**Directive A**
According to the profile of Patricia Cheng, in what year did she join the faculty of the University of California, Los Angeles?

**Passage given**
- Born: 1952 (age 72–73) Hong Kong

Academic background
- Alma mater: Barnard College, University of Michigan

Academic work
- Discipline: psychology
- Sub-discipline: cognitive psychology
- Institutions: Chinese University of Hong Kong University of California, Los Angeles
- Main interests: understanding of causality

= Patricia Cheng =

American psychologist (born 1952)

Patricia Wenjie Cheng (born 1952) is a Chinese American psychologist. She is a leading researcher in cognitive psychology who works on human reasoning. She is best known for her psychological work on human understanding of causality. Her "power theory of the probabilistic contrast model," or power PC theory (1997) posits that people filter observations of events through a basic belief that causes have the power to generate (or prevent) their effects, thereby inferring specific cause-effect relations.

==Biography==
Cheng was born in Hong Kong in 1952. She received her B.A. from Barnard College, and her PhD in Psychology from the University of Michigan in 1980. She then taught at the Chinese University of Hong Kong. After post-doctoral training in the Department of Computer Science at Carnegie-Mellon University, she joined the faculty of the University of California, Los Angeles in 1986, where she is now a Professor of Psychology. Cheng received a fellowship from the John Simon Guggenheim Memorial Foundation in 2000. She is also a Fellow of the Association for Psychological Science.

**Directive B**
Pick out every line of the entries below that contains the string "nostril", and copy each one.

**Provided entries**

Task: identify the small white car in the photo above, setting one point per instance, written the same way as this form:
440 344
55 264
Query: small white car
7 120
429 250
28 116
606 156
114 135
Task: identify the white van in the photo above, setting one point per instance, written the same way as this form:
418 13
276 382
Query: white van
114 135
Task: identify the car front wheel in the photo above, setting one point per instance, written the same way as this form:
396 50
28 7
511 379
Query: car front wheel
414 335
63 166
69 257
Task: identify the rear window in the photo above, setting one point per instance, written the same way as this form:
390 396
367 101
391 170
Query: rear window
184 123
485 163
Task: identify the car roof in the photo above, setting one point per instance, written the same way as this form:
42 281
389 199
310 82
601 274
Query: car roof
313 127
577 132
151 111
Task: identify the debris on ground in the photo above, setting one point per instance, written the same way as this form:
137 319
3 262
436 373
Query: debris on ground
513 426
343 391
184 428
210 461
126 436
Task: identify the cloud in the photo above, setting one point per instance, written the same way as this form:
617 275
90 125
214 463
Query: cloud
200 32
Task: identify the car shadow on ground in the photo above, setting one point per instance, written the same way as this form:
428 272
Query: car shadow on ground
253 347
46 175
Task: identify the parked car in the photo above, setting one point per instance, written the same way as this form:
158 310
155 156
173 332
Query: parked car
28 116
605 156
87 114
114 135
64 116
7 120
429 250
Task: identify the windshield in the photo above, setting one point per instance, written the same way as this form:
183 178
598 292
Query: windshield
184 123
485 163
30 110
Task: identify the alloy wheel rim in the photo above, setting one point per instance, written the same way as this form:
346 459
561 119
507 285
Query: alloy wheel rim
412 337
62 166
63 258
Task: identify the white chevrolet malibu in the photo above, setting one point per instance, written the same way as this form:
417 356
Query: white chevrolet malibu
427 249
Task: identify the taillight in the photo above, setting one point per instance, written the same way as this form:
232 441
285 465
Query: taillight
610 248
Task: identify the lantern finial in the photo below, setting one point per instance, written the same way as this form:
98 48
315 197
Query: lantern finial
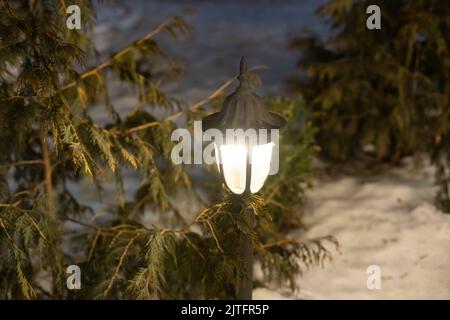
243 66
244 82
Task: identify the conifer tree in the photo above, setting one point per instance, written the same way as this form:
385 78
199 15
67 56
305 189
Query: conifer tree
50 83
388 88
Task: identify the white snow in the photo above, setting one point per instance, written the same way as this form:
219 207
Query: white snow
386 219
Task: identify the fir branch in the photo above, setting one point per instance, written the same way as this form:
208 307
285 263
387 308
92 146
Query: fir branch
122 257
161 27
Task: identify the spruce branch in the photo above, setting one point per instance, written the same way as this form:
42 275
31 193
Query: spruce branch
161 27
122 257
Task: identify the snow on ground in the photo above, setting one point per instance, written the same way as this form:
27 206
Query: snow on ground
385 219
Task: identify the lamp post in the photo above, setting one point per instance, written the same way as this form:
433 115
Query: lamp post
244 156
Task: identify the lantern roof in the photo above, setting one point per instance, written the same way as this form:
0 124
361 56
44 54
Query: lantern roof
243 109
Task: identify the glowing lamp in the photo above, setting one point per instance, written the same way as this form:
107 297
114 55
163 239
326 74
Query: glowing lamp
244 155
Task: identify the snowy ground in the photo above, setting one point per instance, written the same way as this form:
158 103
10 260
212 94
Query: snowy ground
385 219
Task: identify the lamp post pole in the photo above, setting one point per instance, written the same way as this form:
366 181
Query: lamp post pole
246 289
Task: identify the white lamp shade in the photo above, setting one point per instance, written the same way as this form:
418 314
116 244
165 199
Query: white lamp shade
234 160
260 164
234 165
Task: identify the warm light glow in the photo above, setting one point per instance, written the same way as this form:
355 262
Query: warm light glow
234 164
261 156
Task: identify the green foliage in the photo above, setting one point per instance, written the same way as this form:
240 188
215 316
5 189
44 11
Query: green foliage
50 140
387 88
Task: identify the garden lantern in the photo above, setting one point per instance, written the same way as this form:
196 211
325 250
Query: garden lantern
244 156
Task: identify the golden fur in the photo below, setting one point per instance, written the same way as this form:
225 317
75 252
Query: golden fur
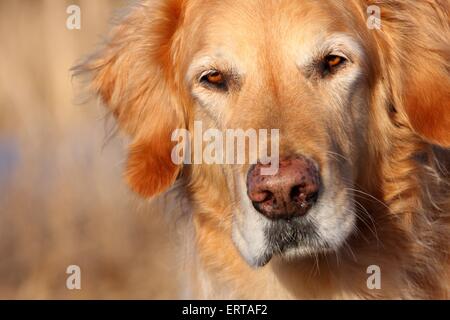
397 158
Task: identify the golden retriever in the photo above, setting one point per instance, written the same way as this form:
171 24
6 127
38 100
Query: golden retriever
363 115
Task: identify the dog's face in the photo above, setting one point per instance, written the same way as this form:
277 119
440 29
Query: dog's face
299 68
311 69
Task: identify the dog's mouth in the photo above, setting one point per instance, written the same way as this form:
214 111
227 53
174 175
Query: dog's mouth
291 238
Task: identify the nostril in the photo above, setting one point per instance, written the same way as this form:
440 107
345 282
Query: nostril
261 196
296 191
312 197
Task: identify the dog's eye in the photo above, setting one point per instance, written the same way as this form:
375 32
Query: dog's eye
215 79
332 63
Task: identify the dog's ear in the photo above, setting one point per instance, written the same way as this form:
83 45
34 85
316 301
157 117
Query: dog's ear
132 74
416 34
427 103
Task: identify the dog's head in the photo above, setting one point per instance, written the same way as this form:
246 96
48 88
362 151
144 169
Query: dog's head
335 89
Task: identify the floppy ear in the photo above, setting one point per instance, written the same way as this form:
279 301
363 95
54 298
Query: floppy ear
427 104
133 76
417 34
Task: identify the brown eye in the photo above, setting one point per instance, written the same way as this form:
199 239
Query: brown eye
331 63
215 79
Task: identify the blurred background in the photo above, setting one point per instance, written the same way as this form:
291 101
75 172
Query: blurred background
62 198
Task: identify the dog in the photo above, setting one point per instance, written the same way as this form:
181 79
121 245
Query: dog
362 187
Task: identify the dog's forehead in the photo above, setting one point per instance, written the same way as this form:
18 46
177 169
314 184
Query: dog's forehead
247 28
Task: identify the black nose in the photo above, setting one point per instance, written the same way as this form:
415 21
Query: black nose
289 193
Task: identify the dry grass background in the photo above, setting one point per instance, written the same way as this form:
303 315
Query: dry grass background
62 199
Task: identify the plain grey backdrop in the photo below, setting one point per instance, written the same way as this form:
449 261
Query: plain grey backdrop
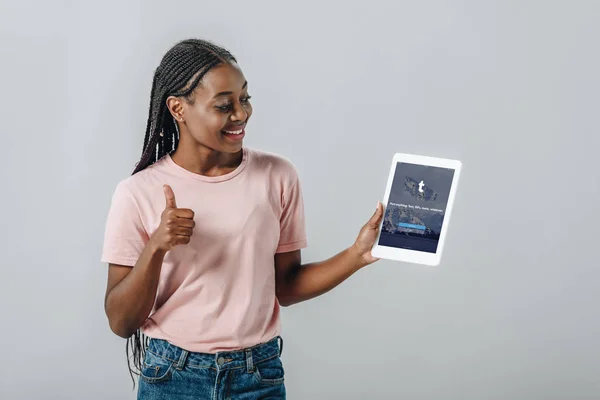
511 88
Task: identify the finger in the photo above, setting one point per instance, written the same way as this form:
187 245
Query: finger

**Full response A**
1986

**Full response B**
Task: identify the nostril in the photo above, setting one point per instance, written the same way as this form:
Query: nostril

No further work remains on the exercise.